Provided text –
────────────────────────────────────────
The Council Chairperson's Workshop will be offered free-of-charge on Thursday, February 16, from 10:00 a.m.-1:00 p.m. This workshop is open to all council chairmen and vice chairmen and registration is required. You may register for the Institute classes and the Council Chairperson's Workshop here.
Webinar: Ethics Act — New Income Disclosure Requirements
Please join us on Thursday, February 23, 2017, at 10 a.m. as SCAC hosts a webinar to help county officials understand new income disclosure requirements of the Ethics, Government Accountability, and Campaign Reform Act. Michael Burchstead, General Counsel for the SC State Ethics Commission, will provide an overview of the ethics act, common violations, and new income disclosure requirements for the Statement of Economic Interest.
View/Download Full Text for Newly-Introduced Legislation
Note: If you would like to offer comments to the SCAC staff, please call us toll-free at 1-800-922-6081, fax to (803) 252-0379, or send an email. You can also go to www.scstatehouse.gov and click on "Legislation," then "Introduced Legislation."
S. 322 – Provides that any agency authorized to conduct fingerprint background checks may conduct a federal fingerprint review. Upon request, SLED may submit the fingerprints collected to the FBI’s Next Generation Identification program.
S. 324 – Allows active or retired clerks of court who possess a valid concealed weapons permit to carry a concealable weapon anywhere within this state.
S. 341 – Amends the Constitution to provide for an independent reapportionment commission, and to provide for membership of the commission and the manner in which members of the commission are chosen.
S. 343 – Requires an entity undertaking a transportation improvement project to bear the costs, not to exceed 7.5 percent of the total cost of the project, related to relocating water and sewer lines that are maintained by a public water or sewer system and located within the rights-of-way of the transportation project.
S. 346 – Enacts the “South Carolina Inclusionary Zoning Act” which authorizes counties to use inclusionary zoning strategies to increase the availability of affordable housing.
S. 347 – For purposes of special partisan elections, provides that a primary must be held on the twelfth Tuesday after the vacancy occurs. A runoff primary must be held on the fourteenth Tuesday after the vacancy, and a special election must be held on the twenty-first Tuesday after the vacancy occurs.
────────────────────────────────────────
Recorded data –
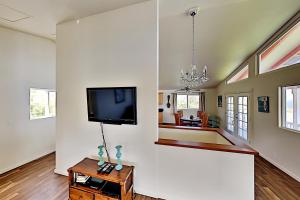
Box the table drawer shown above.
[95,194,118,200]
[70,188,94,200]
────────────────────────────────────────
What you are asked to do – Continue the county association update on workshops and newly introduced legislation, starting after its last bill summary.

Expected answer –
H. 3600 – Allows county employees, retirees, and their dependents to participate in the state health plan.
H. 3605 – Prohibits the S.C. Infantry Battle Flag of the Confederate States of America or any other confederate flag from being flown or displayed in or on any public building except a museum.
H. 3645 – Requires a person, prior to taking a public office, to agree that if they are convicted of certain crimes that stem from activities that occur while they are in office, they forfeit retirement benefits attributable to their time of service in office.
H. 3646 – Requires any transaction by a person in the junk or salvage business involving a junk automobile to be reported to the Department of Motor Vehicle in an electronic format.
H. 3650 – Enacts the “South Carolina Business License Tax Standardization Act,” which provides the sole manner in which a county or municipal business license tax may be imposed.
H. 3651 – Prohibits the Municipal Association of South Carolina or any other political subdivision from collecting certain business license taxes and insurance taxes.
H. 3652 – Requires governmental agencies to consider all piping materials in determining requirements for certain projects.
H. 3653 – Provides that operations or expansions of manufacturing and industrial facilities may not be considered public or private nuisance in certain circumstances.
H. 3664 – For purposes of cigarette taxes, increases the weight from 3.5 pounds to 4.5 pounds or less per thousands.